-- Material provided --
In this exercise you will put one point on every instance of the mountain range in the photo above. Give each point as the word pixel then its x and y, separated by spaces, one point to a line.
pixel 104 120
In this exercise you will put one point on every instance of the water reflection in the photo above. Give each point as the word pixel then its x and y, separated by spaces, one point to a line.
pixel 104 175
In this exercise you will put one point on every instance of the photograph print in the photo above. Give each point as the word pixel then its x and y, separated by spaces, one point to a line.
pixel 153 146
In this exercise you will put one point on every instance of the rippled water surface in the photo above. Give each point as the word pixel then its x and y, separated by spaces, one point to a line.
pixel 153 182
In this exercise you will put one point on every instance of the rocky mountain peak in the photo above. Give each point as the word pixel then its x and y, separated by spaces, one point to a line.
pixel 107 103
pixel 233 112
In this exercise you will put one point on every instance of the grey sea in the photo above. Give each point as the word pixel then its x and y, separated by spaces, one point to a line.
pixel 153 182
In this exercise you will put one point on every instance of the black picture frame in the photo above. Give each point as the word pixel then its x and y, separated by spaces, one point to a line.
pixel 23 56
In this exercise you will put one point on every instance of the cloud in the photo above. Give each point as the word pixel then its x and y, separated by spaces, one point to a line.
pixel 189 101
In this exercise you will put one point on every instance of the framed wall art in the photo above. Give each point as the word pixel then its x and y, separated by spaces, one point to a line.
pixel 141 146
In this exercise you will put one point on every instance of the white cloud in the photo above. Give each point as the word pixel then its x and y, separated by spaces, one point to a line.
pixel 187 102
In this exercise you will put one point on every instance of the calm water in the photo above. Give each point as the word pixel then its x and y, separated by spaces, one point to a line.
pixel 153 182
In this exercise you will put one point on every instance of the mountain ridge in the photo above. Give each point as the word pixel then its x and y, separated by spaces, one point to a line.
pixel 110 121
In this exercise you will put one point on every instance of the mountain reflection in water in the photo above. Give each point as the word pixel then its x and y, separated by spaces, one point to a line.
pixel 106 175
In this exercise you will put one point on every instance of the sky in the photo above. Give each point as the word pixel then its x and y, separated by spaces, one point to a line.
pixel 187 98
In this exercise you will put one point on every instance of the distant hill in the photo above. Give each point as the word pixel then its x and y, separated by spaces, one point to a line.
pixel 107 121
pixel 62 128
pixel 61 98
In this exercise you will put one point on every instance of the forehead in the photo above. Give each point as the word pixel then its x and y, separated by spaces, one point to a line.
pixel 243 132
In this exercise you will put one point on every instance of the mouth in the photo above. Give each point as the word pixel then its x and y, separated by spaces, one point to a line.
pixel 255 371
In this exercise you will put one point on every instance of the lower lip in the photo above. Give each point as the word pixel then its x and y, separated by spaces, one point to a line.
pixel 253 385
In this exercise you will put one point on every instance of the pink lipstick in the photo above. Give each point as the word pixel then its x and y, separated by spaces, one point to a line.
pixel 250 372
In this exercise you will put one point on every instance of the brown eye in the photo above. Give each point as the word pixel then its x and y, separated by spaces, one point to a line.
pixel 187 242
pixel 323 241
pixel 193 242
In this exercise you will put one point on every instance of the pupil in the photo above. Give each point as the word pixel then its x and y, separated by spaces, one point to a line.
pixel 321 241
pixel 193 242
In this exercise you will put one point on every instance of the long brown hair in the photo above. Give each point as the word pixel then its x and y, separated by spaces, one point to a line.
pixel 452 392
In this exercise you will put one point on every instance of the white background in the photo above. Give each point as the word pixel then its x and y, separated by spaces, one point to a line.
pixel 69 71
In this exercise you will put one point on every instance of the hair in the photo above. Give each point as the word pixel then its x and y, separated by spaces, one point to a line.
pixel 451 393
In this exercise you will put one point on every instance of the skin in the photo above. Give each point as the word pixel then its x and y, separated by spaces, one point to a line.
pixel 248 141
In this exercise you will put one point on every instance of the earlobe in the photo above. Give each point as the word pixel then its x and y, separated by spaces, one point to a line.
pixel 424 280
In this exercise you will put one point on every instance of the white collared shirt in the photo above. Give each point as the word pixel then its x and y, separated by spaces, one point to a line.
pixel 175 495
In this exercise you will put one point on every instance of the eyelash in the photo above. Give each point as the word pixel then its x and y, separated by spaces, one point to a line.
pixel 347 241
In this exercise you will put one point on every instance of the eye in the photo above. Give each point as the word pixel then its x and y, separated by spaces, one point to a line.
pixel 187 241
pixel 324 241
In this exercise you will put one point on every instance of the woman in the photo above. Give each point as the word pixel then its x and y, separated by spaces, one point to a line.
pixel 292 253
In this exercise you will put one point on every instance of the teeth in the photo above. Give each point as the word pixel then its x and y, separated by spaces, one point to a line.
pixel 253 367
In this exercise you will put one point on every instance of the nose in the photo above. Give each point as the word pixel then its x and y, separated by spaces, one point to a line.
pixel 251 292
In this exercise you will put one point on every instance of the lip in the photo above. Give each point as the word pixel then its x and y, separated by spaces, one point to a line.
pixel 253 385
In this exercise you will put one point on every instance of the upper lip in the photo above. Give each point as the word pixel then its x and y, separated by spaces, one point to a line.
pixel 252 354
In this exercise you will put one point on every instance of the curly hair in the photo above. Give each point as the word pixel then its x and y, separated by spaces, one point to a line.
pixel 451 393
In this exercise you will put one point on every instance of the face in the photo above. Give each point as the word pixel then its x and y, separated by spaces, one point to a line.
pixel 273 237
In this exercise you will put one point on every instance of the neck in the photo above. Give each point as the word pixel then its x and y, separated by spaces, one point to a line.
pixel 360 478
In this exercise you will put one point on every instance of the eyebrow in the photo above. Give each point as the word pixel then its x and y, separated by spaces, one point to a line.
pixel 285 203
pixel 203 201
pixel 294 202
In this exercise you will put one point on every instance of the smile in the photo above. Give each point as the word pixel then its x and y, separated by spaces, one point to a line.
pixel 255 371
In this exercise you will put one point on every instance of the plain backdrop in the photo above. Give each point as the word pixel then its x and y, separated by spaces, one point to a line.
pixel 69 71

-- Aim --
Repeat every line from the start of the material down to and including the line containing "pixel 104 175". Shift each pixel coordinate in the answers by -98, and leave all other text unchanged.

-- Correct response --
In this exercise you will put one point on every instance of the mountain range in the photo above. Give each point as the word pixel then its x and y, separated by spaces, one point to a line.
pixel 6 22
In this exercise you will put one point on every instance of the water reflection in the photo above. Give each point as the word pixel then its x and y, separated by spaces, one point to a line.
pixel 6 77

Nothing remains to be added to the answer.